… mais le projet de loi est porteur d’une ambition qui va bien au-delà : il doit non seulement être le reflet de son temps, mais aussi préparer le pays à l’avenir numérique, pour faire de la France un champion incontestable dans ce domaine.
Voilà quarante ans, nous fixions le cadre du développement de l’informatique avec les lois instaurant la Commission nationale de l’informatique et des libertés, la CNIL, et la Commission d’accès aux documents administratifs, la CADA. Voilà dix ans, la loi pour la confiance dans l’économie numérique a établi le régime de responsabilité des acteurs de l’internet.
Quant au présent texte, sa plus grande nouveauté réside dans le pari de l’économie et de la société de la donnée ; il s’agit de mettre au point un cadre choisi et maîtrisé permettant l’essor de la data. Pour la première fois, l’infrastructure se construit sans qu’on la voie, puisque nous mettons en place, outre des tuyaux, des pylônes et des antennes, les fondations de l’économie et de la société de la donnée.
Avec la création d’une mission de service public de la donnée, l’exigence d’une publication présentant un certain niveau de qualité, qu’il s’agisse du format utilisé, de la granularité ou de l’interopérabilité, est enfin mise en avant pour certaines données de référence. Cette exigence de qualité vise à permettre l’accès aux données et le maniement de celles-ci, pour permettre l’invention de produits et de services innovants toujours plus nombreux et pour affiner l’efficacité des politiques publiques.
Je pense en particulier à la Base Adresse nationale, si utile pour identifier les foyers à atteindre dans le cadre du déploiement du très haut débit Fiber To The Home, le FTTH, et à la base Sirene, qui recense 10 millions d’entreprises en activité en France, mais aussi à la base de l’Institut national de l’information géographique et forestière et à son référentiel à grande échelle, qui cartographie le territoire pour mieux aider à la prise de décision dans les domaines de la protection de l’environnement, de l’aménagement du territoire, des transports, de l’agriculture et de la prévention des risques.
En vérité, l’enjeu de l’accès aux données est fondamental !
Avec l’introduction du concept de données d’intérêt général et l’obligation de publier des données publiques par défaut dans des standards ouverts, l’ambition n’est plus uniquement de rendre les données publiques, mais de les faire circuler. La donnée n’est pas une ressource rare, comme le pétrole ; elle est comme l’air, comme la lumière : elle doit se diffuser.

TÂCHES ET EXERCICES -
A – Pouvez-vous reprendre le texte sur le numérique de "Je pense en" jusqu'à "est fondamental !" inclus, en substituant "Base nationale des adresses" à "Base Adresse nationale" ?
B – Pouvez-vous réécrire sous forme de liste JSON de chaînes les enregistrements allant de la ligne contenant "Expected: a single pin indicated on each instance of the human" jusqu'à la ligne contenant "(657, 1051)" incluse ? Mettez une chaîne par ligne et omettez les lignes vides.
Le texte sur le numérique et les enregistrements n'ont aucun lien entre eux.

MATÉRIEL DE TRAVAIL -
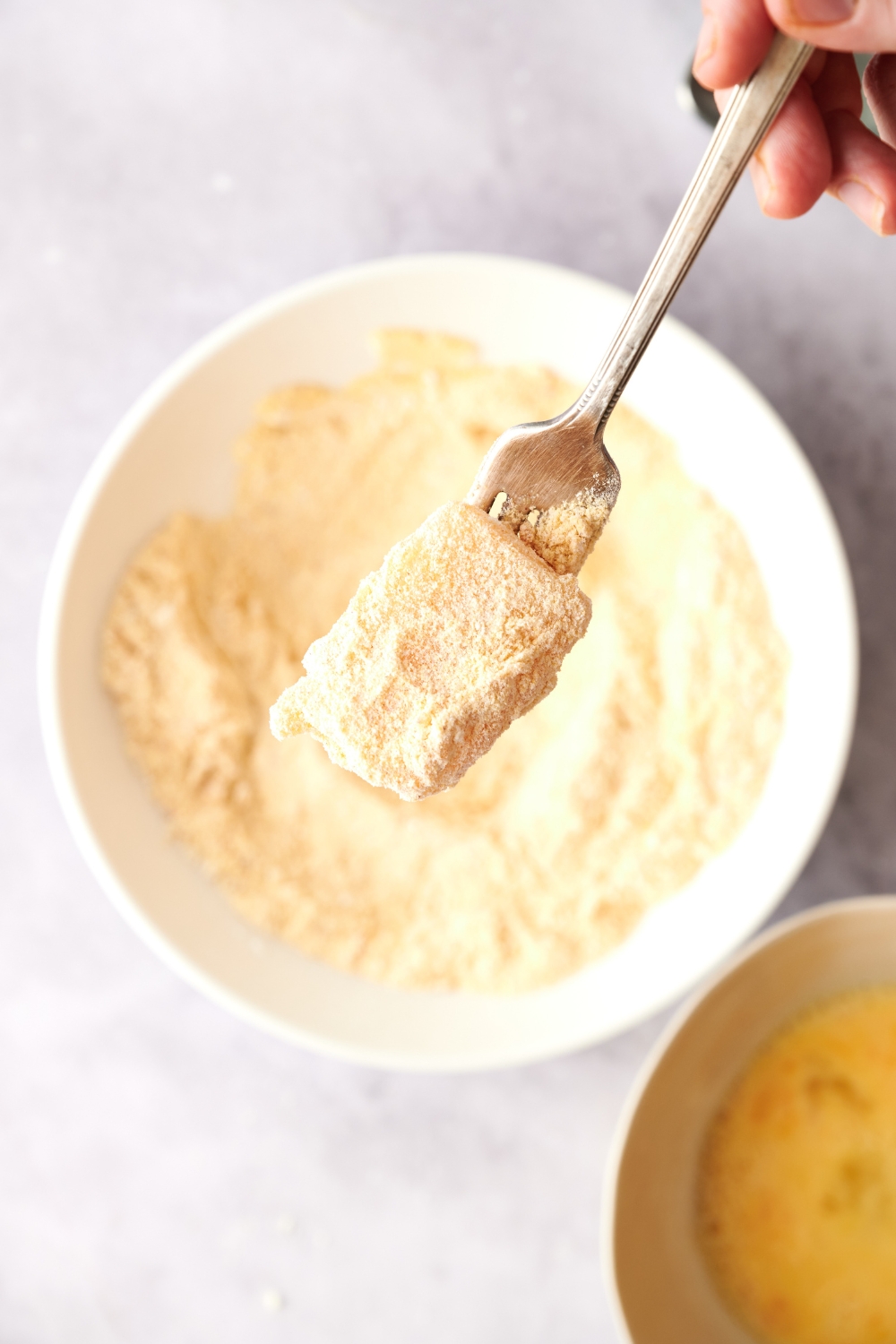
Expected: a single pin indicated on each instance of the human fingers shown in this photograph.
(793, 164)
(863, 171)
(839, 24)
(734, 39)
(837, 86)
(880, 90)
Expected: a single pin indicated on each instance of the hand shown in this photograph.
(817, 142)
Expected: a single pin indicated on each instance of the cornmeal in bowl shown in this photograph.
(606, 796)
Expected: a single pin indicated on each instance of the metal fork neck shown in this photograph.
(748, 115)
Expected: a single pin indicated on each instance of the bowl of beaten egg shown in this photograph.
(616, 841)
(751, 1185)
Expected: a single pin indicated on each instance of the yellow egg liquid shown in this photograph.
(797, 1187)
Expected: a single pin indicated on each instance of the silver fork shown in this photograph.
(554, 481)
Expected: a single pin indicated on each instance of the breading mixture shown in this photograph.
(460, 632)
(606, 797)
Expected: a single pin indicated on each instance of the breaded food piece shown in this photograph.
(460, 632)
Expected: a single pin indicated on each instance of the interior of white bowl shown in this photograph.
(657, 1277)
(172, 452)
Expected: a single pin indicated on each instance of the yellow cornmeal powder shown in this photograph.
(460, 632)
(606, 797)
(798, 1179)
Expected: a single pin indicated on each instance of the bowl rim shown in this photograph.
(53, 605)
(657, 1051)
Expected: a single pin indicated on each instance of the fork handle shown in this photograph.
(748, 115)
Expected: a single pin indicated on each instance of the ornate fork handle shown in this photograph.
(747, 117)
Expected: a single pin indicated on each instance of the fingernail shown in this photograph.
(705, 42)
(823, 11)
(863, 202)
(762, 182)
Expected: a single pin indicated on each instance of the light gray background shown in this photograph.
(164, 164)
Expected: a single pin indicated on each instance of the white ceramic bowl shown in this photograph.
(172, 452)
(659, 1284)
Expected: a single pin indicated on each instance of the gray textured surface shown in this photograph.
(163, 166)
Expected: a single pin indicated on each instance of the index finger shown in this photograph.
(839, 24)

* * *

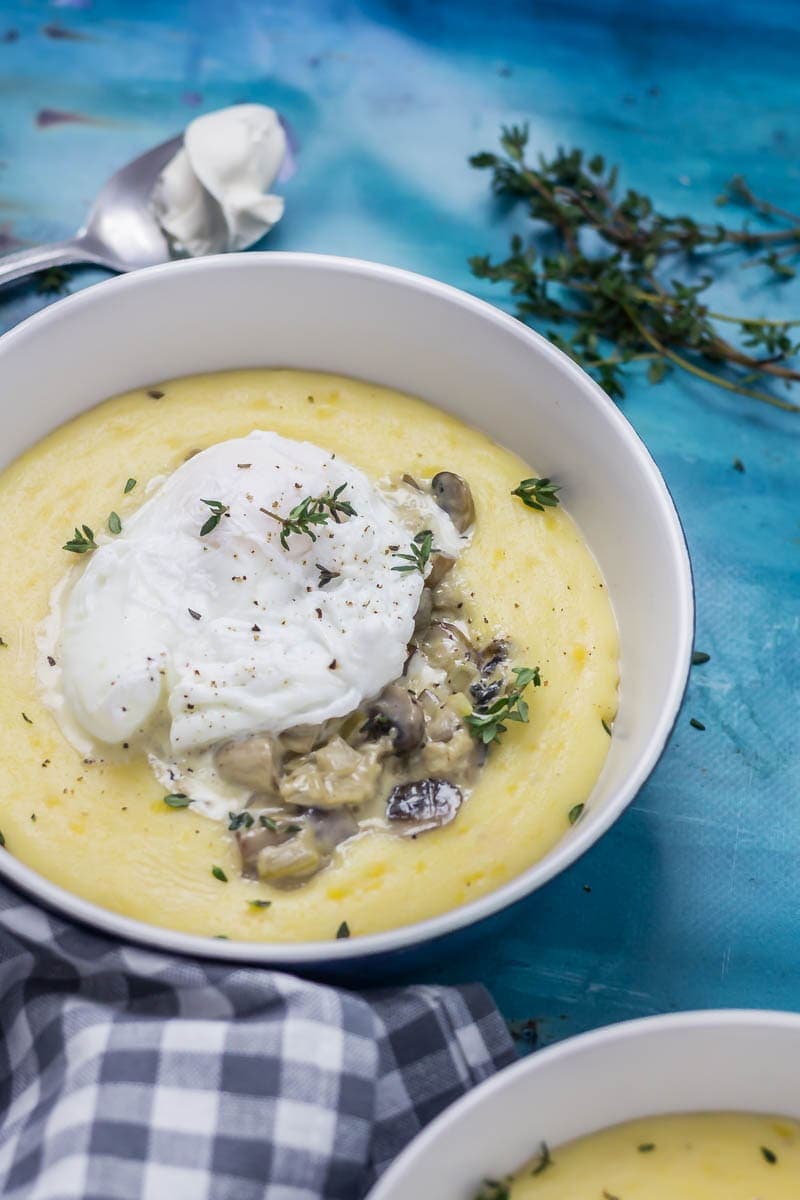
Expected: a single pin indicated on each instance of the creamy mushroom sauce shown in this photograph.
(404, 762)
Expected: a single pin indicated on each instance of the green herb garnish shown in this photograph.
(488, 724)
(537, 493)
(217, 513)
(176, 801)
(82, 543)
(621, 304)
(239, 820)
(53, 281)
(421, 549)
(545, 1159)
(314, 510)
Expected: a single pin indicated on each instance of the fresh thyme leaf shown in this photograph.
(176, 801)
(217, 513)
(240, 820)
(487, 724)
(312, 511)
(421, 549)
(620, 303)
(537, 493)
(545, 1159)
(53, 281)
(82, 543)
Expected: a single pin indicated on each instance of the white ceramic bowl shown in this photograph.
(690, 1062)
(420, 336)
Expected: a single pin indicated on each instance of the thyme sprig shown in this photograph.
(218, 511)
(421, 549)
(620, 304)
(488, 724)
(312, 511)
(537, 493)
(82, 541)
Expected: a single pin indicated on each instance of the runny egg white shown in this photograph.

RÉPONSES PAR TÂCHE -
A –
Je pense en particulier à la Base nationale des adresses, si utile pour identifier les foyers à atteindre dans le cadre du déploiement du très haut débit Fiber To The Home, le FTTH, et à la base Sirene, qui recense 10 millions d’entreprises en activité en France, mais aussi à la base de l’Institut national de l’information géographique et forestière et à son référentiel à grande échelle, qui cartographie le territoire pour mieux aider à la prise de décision dans les domaines de la protection de l’environnement, de l’aménagement du territoire, des transports, de l’agriculture et de la prévention des risques.
En vérité, l’enjeu de l’accès aux données est fondamental !

B –
[
  "Expected: a single pin indicated on each instance of the human fingers shown in this photograph.",
  "(793, 164)",
  "(863, 171)",
  "(839, 24)",
  "(734, 39)",
  "(837, 86)",
  "(880, 90)",
  "Expected: a single pin indicated on each instance of the hand shown in this photograph.",
  "(817, 142)",
  "Expected: a single pin indicated on each instance of the cornmeal in bowl shown in this photograph.",
  "(606, 796)",
  "Expected: a single pin indicated on each instance of the metal fork neck shown in this photograph.",
  "(748, 115)",
  "Expected: a single pin indicated on each instance of the bowl of beaten egg shown in this photograph.",
  "(616, 841)",
  "(751, 1185)",
  "Expected: a single pin indicated on each instance of the yellow egg liquid shown in this photograph.",
  "(797, 1187)",
  "Expected: a single pin indicated on each instance of the silver fork shown in this photograph.",
  "(554, 481)",
  "Expected: a single pin indicated on each instance of the breading mixture shown in this photograph.",
  "(460, 632)",
  "(606, 797)",
  "Expected: a single pin indicated on each instance of the breaded food piece shown in this photograph.",
  "(460, 632)",
  "Expected: a single pin indicated on each instance of the interior of white bowl shown in this photograph.",
  "(657, 1277)",
  "(172, 452)",
  "Expected: a single pin indicated on each instance of the yellow cornmeal powder shown in this photograph.",
  "(460, 632)",
  "(606, 797)",
  "(798, 1179)",
  "Expected: a single pin indicated on each instance of the bowl rim shown in this photograph.",
  "(53, 605)",
  "(657, 1051)"
]